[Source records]
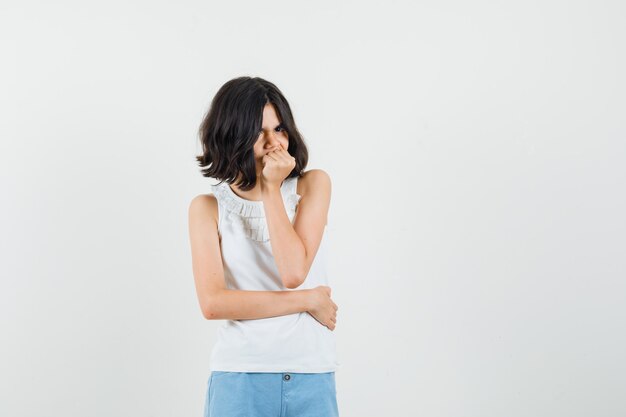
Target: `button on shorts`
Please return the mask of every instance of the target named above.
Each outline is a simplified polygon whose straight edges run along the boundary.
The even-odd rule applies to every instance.
[[[335,372],[212,371],[204,417],[339,417]]]

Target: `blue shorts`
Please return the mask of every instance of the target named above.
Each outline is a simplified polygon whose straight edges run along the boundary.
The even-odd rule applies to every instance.
[[[335,373],[213,371],[204,417],[338,417]]]

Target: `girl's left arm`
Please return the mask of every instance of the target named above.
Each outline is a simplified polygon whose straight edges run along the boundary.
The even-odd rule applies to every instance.
[[[263,206],[278,272],[287,288],[306,279],[322,241],[330,207],[330,176],[321,169],[305,172],[298,181],[301,195],[292,226],[280,186],[264,184]]]

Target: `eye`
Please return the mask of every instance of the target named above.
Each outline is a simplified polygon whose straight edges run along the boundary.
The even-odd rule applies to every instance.
[[[285,131],[285,126],[280,124],[278,126],[276,126],[276,129],[274,129],[276,132],[284,132]],[[259,136],[261,136],[263,134],[263,131],[259,131]]]

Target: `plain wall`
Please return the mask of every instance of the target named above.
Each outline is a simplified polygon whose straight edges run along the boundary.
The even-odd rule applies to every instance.
[[[619,1],[2,2],[0,415],[199,416],[217,89],[333,184],[342,417],[626,415]]]

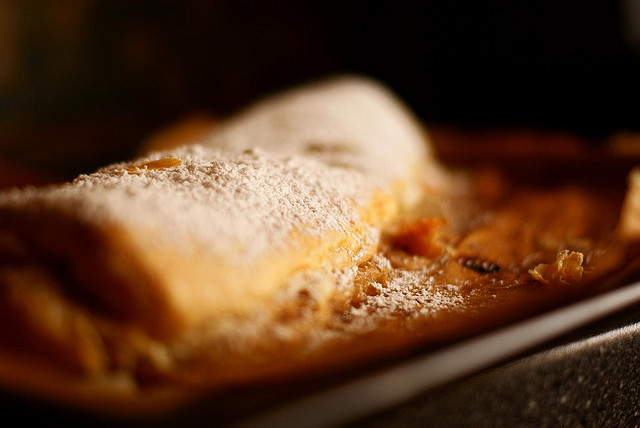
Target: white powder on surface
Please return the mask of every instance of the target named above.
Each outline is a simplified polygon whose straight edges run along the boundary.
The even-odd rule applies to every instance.
[[[126,168],[165,157],[179,166]],[[291,233],[351,230],[356,205],[379,183],[358,171],[262,150],[229,152],[190,146],[116,164],[54,188],[13,192],[0,209],[58,210],[89,224],[158,231],[175,248],[204,246],[246,264],[291,244]],[[366,229],[365,225],[363,228]],[[371,229],[377,239],[377,231]]]
[[[464,297],[459,287],[436,280],[439,266],[425,266],[420,270],[391,268],[389,260],[378,253],[372,260],[387,270],[386,283],[371,283],[378,294],[352,306],[342,316],[347,323],[338,323],[347,334],[361,334],[375,329],[380,322],[401,320],[409,327],[413,320],[425,320],[450,308],[461,308]]]
[[[426,133],[384,86],[345,76],[271,96],[225,122],[203,144],[259,146],[359,169],[387,182],[408,180],[428,157]]]

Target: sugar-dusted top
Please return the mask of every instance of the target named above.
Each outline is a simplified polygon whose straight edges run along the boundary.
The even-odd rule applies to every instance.
[[[136,168],[163,158],[166,168]],[[322,234],[358,221],[375,188],[362,173],[262,150],[190,146],[81,175],[72,183],[14,191],[0,209],[65,212],[90,224],[158,230],[176,248],[196,243],[246,263],[289,243],[294,230]]]
[[[424,130],[400,100],[383,85],[355,76],[265,98],[202,143],[310,156],[388,182],[411,179],[429,152]]]

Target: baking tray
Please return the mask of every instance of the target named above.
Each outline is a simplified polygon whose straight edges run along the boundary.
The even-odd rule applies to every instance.
[[[67,426],[638,426],[640,282],[365,372],[258,385],[150,419],[4,394]]]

=== WHAT YOU ARE ASKED TO DO ===
For this exercise, print all of the entries exactly as they appear, but without pictures.

=== ANSWER SPACE ===
Target: `button on shorts`
Please return the mask of every instance of the target named above.
Each outline is a simplified polygon whose straight edges run along the boundary.
The even-odd rule applies to every instance.
[[[335,372],[212,371],[204,417],[339,417]]]

Target: `blue shorts`
Please return the mask of every instance of the target named above.
Each outline is a simplified polygon whose straight edges run along the boundary.
The even-odd rule applies to every instance.
[[[335,373],[213,371],[204,417],[338,417]]]

Target: `girl's left arm`
Please return the mask of every instance of the target named above.
Each outline is a simplified polygon whose straight edges run along the boundary.
The even-odd rule applies to every instance.
[[[263,206],[278,272],[287,288],[306,279],[322,241],[330,207],[330,176],[321,169],[305,172],[298,181],[301,195],[292,226],[280,186],[264,184]]]

Target: `eye`
Please return the mask of every instance of the target named above.
Each outline is a simplified polygon whose straight edges run along the boundary.
The even-odd rule applies to every instance.
[[[285,131],[285,126],[280,124],[278,126],[276,126],[276,129],[274,129],[276,132],[284,132]],[[259,136],[261,136],[263,134],[263,131],[259,131]]]

Target: `plain wall`
Please return the mask of every instance of the target named above.
Each outline is a simplified polygon whose straight edges run along the boundary.
The even-odd rule applies to every instance.
[[[619,1],[2,2],[0,415],[199,416],[217,89],[333,184],[342,417],[626,415]]]

Target: white powder on surface
Please return the mask of every instance of the target named above.
Each outline is a simplified polygon whose straight edges run along the boundary.
The even-odd rule applies to every instance.
[[[126,168],[165,157],[179,166]],[[291,233],[351,230],[356,205],[379,183],[358,171],[262,150],[229,152],[190,146],[116,164],[54,188],[13,192],[0,209],[58,210],[89,224],[158,231],[175,248],[204,246],[246,264],[291,244]],[[366,229],[365,225],[363,228]],[[371,229],[377,239],[377,231]]]
[[[464,297],[459,287],[436,280],[439,266],[425,266],[420,270],[391,268],[389,260],[378,253],[372,260],[387,270],[386,283],[371,283],[378,294],[352,306],[342,316],[347,323],[338,323],[347,334],[361,334],[375,329],[380,322],[401,320],[409,327],[413,320],[425,320],[450,308],[461,308]]]
[[[426,133],[384,86],[345,76],[271,96],[225,122],[203,144],[259,146],[359,169],[387,182],[408,180],[428,157]]]

Target: sugar-dusted top
Please return the mask of every instance of the target named above.
Each outline is a simplified polygon whose straight edges run along the boundary.
The even-odd rule applies to every instance.
[[[136,168],[163,158],[166,168]],[[322,234],[358,221],[375,188],[362,173],[262,150],[190,146],[81,175],[72,183],[14,191],[0,209],[65,212],[90,224],[158,230],[176,248],[196,243],[246,263],[289,243],[294,230]]]
[[[424,130],[400,100],[383,85],[355,76],[265,98],[202,143],[310,156],[388,182],[411,179],[429,152]]]

Target: baking tray
Please return the mask of every instance of the target named above.
Each outline is a simplified polygon whose straight edges run along the boundary.
The even-odd rule applies to every instance.
[[[67,426],[638,426],[640,282],[365,372],[258,385],[150,419],[4,394]]]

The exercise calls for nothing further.